----- Data supplied -----
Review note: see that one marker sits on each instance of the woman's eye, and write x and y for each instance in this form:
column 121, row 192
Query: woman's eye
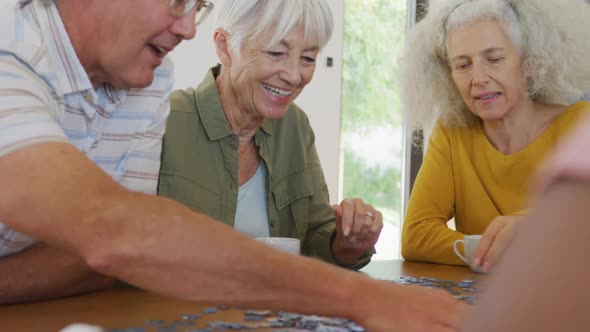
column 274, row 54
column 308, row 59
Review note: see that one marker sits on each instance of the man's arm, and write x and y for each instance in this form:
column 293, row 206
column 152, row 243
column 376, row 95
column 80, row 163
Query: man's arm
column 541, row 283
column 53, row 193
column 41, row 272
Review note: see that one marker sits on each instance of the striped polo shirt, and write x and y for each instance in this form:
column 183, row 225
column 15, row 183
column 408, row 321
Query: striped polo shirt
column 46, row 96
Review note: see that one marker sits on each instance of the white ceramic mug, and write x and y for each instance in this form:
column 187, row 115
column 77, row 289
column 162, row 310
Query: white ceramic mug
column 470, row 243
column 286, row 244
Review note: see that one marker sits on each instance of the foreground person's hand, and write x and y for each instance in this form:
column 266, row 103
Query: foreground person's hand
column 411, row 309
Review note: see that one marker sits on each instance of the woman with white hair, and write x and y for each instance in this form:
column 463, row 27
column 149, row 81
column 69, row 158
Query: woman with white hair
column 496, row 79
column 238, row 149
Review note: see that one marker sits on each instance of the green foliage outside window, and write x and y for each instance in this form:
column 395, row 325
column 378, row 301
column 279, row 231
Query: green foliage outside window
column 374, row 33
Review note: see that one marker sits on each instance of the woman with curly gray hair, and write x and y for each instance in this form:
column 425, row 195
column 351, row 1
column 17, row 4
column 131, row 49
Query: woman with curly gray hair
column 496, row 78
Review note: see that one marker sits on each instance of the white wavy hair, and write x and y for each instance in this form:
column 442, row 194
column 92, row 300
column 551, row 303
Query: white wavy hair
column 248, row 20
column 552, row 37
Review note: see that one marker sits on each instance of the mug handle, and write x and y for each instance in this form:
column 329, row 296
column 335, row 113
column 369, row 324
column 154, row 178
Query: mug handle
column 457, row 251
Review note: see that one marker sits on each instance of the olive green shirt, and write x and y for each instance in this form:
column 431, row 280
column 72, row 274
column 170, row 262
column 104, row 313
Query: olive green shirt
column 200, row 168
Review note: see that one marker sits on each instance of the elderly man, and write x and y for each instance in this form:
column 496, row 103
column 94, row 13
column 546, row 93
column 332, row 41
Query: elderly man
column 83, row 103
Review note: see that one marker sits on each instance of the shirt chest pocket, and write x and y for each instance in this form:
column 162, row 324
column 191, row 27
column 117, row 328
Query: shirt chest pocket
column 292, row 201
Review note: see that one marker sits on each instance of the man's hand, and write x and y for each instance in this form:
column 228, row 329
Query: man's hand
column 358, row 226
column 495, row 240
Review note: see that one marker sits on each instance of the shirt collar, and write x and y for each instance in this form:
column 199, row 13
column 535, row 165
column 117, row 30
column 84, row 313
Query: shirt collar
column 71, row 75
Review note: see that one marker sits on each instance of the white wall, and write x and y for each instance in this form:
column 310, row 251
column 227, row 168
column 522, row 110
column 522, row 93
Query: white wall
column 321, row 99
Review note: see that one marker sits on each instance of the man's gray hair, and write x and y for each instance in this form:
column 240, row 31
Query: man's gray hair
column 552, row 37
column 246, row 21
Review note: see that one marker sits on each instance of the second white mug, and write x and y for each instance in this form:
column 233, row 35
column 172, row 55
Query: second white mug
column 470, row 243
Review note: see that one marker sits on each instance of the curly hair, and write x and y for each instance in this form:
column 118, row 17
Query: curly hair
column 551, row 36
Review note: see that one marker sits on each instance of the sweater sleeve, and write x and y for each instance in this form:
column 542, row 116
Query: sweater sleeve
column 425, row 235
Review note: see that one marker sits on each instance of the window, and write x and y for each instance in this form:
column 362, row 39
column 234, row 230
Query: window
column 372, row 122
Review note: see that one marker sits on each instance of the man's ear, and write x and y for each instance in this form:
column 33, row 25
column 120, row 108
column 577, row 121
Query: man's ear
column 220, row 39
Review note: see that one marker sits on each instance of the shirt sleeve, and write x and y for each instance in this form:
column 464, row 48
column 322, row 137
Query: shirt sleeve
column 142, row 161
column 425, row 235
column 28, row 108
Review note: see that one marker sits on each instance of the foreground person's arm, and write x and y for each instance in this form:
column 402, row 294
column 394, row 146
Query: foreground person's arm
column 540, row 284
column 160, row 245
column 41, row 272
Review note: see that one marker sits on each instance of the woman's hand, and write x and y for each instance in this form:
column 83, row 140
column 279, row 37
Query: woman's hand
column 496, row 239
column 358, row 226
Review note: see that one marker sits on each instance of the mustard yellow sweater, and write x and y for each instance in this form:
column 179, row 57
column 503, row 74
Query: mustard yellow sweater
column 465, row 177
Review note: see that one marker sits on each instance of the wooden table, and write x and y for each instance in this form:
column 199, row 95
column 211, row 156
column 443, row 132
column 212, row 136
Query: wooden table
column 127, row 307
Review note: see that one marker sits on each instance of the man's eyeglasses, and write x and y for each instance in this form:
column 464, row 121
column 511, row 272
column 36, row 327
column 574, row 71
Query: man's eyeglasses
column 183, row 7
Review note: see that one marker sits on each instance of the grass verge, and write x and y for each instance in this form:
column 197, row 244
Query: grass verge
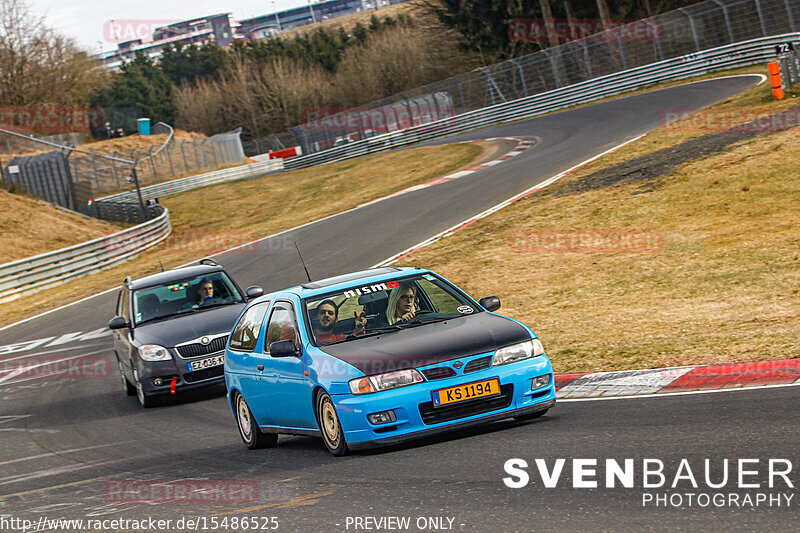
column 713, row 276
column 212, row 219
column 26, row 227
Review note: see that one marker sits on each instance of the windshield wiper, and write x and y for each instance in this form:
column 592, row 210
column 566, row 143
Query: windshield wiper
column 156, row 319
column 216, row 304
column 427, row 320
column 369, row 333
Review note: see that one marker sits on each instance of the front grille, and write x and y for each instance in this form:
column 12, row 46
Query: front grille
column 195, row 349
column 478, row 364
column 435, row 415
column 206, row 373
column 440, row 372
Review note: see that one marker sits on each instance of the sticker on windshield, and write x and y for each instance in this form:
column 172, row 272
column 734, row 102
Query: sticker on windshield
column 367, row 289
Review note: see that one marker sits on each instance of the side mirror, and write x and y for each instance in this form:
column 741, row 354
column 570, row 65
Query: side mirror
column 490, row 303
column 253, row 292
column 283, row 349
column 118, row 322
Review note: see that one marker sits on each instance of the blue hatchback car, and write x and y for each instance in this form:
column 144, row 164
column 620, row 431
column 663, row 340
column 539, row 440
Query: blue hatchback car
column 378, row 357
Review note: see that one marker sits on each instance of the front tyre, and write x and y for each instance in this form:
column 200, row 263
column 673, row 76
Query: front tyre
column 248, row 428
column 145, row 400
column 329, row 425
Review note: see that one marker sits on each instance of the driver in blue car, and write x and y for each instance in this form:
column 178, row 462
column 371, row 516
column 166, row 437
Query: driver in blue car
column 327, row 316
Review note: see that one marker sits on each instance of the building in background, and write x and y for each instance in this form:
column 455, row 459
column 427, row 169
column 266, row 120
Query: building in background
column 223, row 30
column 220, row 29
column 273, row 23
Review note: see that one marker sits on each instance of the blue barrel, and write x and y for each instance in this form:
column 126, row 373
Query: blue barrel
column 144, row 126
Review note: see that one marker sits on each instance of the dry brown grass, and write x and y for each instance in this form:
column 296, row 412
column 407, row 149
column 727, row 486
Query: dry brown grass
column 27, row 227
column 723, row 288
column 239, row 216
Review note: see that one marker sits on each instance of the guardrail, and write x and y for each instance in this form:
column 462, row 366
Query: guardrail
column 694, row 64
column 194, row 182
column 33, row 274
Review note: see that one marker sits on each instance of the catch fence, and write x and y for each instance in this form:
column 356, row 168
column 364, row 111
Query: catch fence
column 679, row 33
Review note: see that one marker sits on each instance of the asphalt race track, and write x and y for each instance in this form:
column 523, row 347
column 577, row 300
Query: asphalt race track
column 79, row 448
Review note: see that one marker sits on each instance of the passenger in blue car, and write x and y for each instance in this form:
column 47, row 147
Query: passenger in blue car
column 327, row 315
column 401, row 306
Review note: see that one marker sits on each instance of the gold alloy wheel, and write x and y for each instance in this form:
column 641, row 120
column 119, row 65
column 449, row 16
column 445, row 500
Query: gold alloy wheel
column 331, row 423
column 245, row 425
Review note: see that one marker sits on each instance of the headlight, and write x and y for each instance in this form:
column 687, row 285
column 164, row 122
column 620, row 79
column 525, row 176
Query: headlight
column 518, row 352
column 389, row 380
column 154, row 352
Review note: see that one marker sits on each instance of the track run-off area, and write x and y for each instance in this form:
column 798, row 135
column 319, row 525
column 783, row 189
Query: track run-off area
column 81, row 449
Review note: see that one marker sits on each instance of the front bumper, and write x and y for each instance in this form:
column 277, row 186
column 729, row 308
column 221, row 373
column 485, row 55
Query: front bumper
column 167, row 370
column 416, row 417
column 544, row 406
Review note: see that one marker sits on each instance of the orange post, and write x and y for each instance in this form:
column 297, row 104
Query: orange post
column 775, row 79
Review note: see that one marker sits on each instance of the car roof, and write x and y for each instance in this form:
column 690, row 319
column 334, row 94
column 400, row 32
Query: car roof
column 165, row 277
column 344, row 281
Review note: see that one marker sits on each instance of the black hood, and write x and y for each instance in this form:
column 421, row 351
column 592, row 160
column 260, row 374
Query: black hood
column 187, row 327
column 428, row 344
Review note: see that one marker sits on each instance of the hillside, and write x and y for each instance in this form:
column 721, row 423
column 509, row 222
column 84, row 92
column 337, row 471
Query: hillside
-----
#### [Your assignment]
Out of the material above, select every line that holds the string "hillside".

#### [Exercise output]
Review note: see that one marker sits on each instance of the hillside, and write x and y for each instance in this form:
Query: hillside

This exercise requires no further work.